Problem description -
Rewrite the data from its first line up to and including the line with "point(140, 163)", changing "curving trail" to "winding trail" and keeping everything else the same. Leave the pictures out of your version.

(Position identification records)
* * * * * * * * *

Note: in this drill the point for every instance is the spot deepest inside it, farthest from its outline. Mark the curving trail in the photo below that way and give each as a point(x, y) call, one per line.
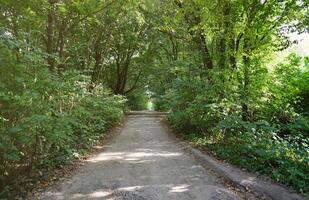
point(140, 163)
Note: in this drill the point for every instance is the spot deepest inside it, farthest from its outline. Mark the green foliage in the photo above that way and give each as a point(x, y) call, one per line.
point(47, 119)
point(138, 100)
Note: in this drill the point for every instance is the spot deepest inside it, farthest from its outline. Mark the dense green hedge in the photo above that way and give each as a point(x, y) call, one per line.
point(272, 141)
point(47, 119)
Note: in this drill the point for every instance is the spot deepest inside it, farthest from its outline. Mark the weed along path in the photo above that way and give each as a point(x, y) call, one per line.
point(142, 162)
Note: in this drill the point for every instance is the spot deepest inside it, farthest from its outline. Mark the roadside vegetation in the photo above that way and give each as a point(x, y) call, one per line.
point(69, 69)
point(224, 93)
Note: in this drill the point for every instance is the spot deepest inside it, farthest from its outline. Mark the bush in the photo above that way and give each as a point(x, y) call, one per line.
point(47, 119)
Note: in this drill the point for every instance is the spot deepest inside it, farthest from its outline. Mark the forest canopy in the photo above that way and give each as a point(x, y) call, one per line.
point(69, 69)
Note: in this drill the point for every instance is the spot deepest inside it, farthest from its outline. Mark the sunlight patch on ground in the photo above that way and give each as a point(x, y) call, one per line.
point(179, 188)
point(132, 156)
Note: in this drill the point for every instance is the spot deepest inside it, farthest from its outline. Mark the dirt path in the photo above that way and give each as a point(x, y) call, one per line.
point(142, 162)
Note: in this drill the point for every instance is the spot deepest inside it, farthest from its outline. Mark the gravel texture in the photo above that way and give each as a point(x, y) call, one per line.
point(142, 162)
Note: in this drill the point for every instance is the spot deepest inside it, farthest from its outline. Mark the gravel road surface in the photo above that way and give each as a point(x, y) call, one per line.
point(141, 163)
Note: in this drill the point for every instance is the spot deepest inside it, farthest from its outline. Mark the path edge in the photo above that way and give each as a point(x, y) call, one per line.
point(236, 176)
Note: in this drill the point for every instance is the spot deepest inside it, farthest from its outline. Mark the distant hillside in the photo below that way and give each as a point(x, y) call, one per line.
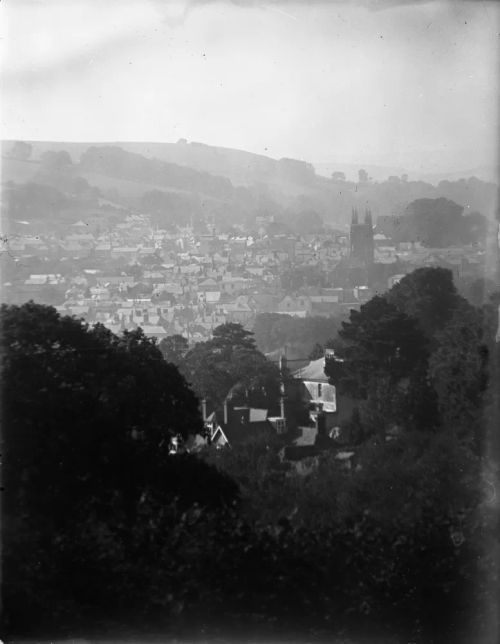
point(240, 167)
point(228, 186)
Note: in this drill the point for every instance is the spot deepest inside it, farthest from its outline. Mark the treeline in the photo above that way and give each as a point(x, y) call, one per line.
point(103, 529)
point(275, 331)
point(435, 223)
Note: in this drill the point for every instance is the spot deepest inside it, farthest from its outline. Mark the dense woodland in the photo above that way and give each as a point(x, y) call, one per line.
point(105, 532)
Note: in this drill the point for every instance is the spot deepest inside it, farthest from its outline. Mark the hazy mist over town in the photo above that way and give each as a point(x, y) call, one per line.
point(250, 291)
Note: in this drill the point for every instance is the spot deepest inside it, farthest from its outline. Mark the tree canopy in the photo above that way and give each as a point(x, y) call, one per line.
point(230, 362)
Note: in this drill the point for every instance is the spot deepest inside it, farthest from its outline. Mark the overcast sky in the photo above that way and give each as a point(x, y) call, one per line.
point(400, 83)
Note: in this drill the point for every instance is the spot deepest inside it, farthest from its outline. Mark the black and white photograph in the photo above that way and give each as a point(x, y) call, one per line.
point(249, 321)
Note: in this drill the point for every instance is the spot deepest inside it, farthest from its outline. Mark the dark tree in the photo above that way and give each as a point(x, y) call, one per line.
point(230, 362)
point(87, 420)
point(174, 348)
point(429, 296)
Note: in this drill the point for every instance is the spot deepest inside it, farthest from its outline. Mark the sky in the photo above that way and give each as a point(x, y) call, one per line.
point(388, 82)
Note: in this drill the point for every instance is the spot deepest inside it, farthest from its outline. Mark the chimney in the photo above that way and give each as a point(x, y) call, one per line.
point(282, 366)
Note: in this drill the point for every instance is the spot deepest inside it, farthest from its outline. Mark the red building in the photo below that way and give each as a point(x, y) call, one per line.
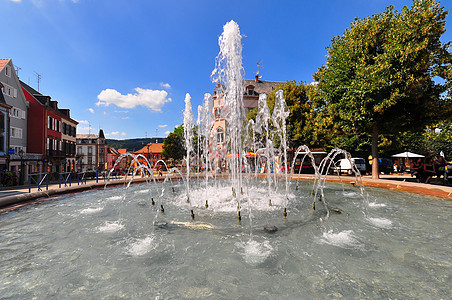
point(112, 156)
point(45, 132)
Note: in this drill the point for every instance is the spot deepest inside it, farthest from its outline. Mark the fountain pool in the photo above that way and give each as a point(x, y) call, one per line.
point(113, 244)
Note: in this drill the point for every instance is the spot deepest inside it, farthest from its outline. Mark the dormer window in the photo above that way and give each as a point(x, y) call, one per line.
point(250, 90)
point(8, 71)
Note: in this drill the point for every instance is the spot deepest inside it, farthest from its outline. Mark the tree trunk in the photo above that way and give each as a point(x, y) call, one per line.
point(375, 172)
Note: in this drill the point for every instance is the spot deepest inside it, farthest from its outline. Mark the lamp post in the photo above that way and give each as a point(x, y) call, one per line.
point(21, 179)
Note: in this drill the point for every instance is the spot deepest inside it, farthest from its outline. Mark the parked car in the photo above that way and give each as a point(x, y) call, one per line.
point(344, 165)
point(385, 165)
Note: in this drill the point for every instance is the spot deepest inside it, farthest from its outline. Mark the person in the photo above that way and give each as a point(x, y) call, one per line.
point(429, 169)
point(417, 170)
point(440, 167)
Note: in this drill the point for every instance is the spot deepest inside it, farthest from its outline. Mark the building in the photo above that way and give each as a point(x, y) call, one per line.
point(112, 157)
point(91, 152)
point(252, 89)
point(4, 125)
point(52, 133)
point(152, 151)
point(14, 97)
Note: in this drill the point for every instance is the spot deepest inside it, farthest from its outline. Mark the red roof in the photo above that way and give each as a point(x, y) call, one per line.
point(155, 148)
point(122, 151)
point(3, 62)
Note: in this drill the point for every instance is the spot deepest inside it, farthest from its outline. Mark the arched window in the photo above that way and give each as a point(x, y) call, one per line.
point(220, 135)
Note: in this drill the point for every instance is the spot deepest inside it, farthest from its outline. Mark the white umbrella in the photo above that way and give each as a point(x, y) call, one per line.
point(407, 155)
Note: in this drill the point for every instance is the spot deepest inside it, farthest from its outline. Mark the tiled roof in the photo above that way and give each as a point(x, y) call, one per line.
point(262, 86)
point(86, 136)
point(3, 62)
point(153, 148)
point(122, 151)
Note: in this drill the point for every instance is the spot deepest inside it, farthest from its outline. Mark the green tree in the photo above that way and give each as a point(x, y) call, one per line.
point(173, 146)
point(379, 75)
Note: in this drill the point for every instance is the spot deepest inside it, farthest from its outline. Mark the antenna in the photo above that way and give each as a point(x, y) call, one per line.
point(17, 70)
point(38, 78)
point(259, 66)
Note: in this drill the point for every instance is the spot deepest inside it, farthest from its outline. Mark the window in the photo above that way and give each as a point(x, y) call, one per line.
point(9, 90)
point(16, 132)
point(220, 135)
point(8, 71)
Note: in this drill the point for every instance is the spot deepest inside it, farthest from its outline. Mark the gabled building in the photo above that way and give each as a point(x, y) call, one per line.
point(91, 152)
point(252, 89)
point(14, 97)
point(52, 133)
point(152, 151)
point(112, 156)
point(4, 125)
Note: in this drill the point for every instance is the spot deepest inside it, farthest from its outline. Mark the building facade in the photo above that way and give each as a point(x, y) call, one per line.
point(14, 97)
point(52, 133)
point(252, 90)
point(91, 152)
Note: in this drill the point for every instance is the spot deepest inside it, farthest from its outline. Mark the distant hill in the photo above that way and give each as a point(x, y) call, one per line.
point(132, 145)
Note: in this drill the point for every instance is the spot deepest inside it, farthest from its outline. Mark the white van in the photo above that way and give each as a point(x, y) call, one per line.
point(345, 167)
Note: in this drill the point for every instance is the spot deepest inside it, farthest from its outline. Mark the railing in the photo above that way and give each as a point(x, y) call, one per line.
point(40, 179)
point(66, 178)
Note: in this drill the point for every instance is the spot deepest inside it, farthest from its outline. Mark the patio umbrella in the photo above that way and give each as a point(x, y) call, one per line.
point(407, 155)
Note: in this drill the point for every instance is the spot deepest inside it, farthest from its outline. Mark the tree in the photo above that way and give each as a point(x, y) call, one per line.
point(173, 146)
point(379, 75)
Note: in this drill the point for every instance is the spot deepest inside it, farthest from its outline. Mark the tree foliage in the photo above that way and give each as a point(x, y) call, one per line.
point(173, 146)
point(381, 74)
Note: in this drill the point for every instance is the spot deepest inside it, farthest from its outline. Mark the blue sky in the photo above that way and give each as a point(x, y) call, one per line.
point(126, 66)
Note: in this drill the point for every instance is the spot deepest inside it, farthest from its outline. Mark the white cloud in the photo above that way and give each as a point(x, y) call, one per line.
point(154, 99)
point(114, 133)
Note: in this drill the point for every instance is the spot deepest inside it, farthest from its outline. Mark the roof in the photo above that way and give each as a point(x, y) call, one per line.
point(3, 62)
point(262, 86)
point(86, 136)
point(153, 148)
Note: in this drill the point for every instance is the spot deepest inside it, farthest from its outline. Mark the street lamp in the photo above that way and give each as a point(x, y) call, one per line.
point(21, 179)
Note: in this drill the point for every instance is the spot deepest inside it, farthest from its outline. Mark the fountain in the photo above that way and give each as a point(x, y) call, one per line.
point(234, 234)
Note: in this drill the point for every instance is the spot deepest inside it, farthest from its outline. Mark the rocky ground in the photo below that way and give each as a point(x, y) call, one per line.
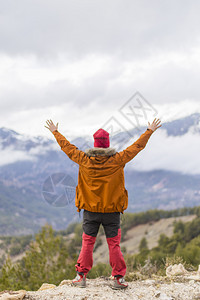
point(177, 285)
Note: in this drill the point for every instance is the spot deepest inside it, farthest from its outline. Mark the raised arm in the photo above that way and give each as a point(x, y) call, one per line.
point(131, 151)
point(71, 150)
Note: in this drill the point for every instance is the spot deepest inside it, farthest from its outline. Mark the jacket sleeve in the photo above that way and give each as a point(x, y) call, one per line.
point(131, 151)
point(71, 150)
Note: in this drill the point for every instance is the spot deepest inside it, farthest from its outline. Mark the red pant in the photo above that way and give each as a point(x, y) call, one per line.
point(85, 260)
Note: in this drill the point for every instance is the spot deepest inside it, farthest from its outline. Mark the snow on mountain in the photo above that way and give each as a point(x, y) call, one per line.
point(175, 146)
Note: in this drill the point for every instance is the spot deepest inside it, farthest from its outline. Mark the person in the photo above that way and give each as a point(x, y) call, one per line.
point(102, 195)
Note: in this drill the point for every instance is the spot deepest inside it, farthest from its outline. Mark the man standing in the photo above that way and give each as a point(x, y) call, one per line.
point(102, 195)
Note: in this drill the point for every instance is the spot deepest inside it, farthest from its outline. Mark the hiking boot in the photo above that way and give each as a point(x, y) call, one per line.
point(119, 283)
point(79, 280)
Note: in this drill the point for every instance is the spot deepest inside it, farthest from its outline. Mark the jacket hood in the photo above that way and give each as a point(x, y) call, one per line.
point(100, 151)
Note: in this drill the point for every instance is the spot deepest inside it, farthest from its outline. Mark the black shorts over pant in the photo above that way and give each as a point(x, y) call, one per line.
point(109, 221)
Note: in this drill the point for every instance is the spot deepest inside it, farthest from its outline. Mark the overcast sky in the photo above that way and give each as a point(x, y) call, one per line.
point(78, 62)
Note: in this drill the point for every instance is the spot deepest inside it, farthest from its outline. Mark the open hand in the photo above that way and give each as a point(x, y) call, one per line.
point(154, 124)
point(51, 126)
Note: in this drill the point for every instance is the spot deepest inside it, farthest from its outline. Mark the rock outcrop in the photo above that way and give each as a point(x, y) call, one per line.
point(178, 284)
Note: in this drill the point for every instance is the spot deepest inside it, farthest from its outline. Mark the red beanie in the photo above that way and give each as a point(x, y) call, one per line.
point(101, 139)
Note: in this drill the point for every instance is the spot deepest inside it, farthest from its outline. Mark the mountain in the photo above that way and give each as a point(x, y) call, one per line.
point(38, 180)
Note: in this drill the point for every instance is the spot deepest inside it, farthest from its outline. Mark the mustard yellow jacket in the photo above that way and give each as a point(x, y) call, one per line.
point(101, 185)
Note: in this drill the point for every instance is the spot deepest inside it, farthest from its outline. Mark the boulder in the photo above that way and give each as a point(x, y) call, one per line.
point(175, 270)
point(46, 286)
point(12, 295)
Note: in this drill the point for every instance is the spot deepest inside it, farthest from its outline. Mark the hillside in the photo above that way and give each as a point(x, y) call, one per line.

* * * * * * * * *

Output of the exercise -
Note: in this drill the point for every instance is the spot deepest inside it, farthest from its outline. Mark the winding trail in the photo below that way and give each as a point(x, y) call, one per line.
point(140, 163)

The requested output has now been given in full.